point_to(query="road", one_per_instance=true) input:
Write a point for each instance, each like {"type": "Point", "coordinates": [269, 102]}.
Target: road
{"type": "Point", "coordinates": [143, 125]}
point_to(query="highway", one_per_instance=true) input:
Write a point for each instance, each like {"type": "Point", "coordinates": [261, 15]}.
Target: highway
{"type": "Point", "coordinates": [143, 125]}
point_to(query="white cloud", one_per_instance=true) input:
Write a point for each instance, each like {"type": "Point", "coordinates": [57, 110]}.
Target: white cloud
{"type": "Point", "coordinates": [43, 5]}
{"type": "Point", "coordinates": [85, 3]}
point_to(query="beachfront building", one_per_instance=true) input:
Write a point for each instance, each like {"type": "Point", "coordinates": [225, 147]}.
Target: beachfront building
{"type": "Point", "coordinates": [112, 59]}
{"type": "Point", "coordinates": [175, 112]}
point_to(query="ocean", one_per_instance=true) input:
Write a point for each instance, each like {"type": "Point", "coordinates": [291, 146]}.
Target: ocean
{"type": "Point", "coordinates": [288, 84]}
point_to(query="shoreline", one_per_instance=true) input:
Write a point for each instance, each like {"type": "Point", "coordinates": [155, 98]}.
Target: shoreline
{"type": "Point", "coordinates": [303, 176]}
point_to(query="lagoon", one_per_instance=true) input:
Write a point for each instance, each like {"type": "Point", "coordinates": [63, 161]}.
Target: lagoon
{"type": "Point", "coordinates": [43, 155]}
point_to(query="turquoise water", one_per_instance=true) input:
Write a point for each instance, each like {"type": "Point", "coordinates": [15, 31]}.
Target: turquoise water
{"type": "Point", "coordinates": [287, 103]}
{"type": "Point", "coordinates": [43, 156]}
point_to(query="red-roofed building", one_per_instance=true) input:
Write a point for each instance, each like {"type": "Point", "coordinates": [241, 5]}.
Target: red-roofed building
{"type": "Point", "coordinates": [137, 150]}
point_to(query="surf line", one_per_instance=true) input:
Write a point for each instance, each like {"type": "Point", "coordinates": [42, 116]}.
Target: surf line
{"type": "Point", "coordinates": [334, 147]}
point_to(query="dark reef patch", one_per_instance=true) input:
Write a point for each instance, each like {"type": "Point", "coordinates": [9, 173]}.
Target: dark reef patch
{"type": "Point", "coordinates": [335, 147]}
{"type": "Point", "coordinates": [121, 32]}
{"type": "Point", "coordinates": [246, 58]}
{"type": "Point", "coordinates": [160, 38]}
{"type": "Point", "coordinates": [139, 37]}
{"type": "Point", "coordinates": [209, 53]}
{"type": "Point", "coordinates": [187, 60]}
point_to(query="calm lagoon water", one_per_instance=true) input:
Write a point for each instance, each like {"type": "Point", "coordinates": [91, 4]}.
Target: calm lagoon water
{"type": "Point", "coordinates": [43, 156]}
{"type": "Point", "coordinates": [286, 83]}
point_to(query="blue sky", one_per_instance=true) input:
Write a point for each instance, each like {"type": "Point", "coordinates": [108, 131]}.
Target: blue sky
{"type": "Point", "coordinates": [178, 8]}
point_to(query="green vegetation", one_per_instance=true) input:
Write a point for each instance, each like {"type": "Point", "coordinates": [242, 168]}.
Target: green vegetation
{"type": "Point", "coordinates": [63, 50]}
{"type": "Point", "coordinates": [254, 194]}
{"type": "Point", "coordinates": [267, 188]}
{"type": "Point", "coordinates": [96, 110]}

══════════════════════════════

**Job**:
Retype every entry word for word.

**Response**:
point_to(query="road", one_per_instance=true) input:
Write a point for each instance, each like {"type": "Point", "coordinates": [269, 102]}.
Target: road
{"type": "Point", "coordinates": [143, 125]}
point_to(query="highway", one_per_instance=true) input:
Write a point for each instance, each like {"type": "Point", "coordinates": [261, 15]}.
Target: highway
{"type": "Point", "coordinates": [143, 125]}
point_to(query="white cloud", one_per_instance=true) input:
Write a point for each instance, each like {"type": "Point", "coordinates": [57, 110]}.
Target: white cloud
{"type": "Point", "coordinates": [43, 5]}
{"type": "Point", "coordinates": [85, 3]}
point_to(query="beachfront building", one_per_instance=true) input:
Write a point for each instance, each like {"type": "Point", "coordinates": [225, 147]}.
Target: beachfront building
{"type": "Point", "coordinates": [112, 59]}
{"type": "Point", "coordinates": [175, 112]}
point_to(query="ocean", one_per_instance=true) input:
Write a point for each instance, each like {"type": "Point", "coordinates": [291, 146]}.
Target: ocean
{"type": "Point", "coordinates": [288, 84]}
point_to(query="shoreline", one_per_instance=true) input:
Write a point for each instance, each like {"type": "Point", "coordinates": [155, 98]}.
Target: shoreline
{"type": "Point", "coordinates": [303, 176]}
point_to(query="lagoon", one_per_instance=true) input:
Write a point for each instance, each like {"type": "Point", "coordinates": [63, 161]}.
Target: lagoon
{"type": "Point", "coordinates": [43, 155]}
point_to(query="turquoise water", one_per_instance=true) input:
Write a point for each instance, each like {"type": "Point", "coordinates": [15, 31]}.
Target: turquoise water
{"type": "Point", "coordinates": [287, 103]}
{"type": "Point", "coordinates": [43, 156]}
point_to(query="red-roofed building", one_per_instance=true) input:
Write a point for each instance, each like {"type": "Point", "coordinates": [241, 5]}.
Target: red-roofed building
{"type": "Point", "coordinates": [137, 150]}
point_to(query="surf line", one_per_instance=true) input:
Write a point for each instance, each like {"type": "Point", "coordinates": [42, 116]}.
Target: surf line
{"type": "Point", "coordinates": [334, 147]}
point_to(query="dark reef patch", one_per_instance=true) input:
Write a point for each instance, each like {"type": "Point", "coordinates": [9, 173]}.
Target: dark reef patch
{"type": "Point", "coordinates": [335, 147]}
{"type": "Point", "coordinates": [121, 32]}
{"type": "Point", "coordinates": [246, 58]}
{"type": "Point", "coordinates": [160, 38]}
{"type": "Point", "coordinates": [139, 37]}
{"type": "Point", "coordinates": [209, 53]}
{"type": "Point", "coordinates": [187, 60]}
point_to(query="calm lagoon water", one_per_instance=true) input:
Write a point for each instance, each like {"type": "Point", "coordinates": [91, 4]}.
Target: calm lagoon water
{"type": "Point", "coordinates": [43, 156]}
{"type": "Point", "coordinates": [286, 83]}
point_to(query="blue sky", one_per_instance=true) input:
Write a point for each instance, each like {"type": "Point", "coordinates": [108, 131]}.
Target: blue sky
{"type": "Point", "coordinates": [178, 8]}
point_to(query="green vegetation", one_per_instance=true) input:
Write a point for each instance, each like {"type": "Point", "coordinates": [242, 168]}.
Target: green vegetation
{"type": "Point", "coordinates": [63, 50]}
{"type": "Point", "coordinates": [254, 194]}
{"type": "Point", "coordinates": [267, 188]}
{"type": "Point", "coordinates": [96, 110]}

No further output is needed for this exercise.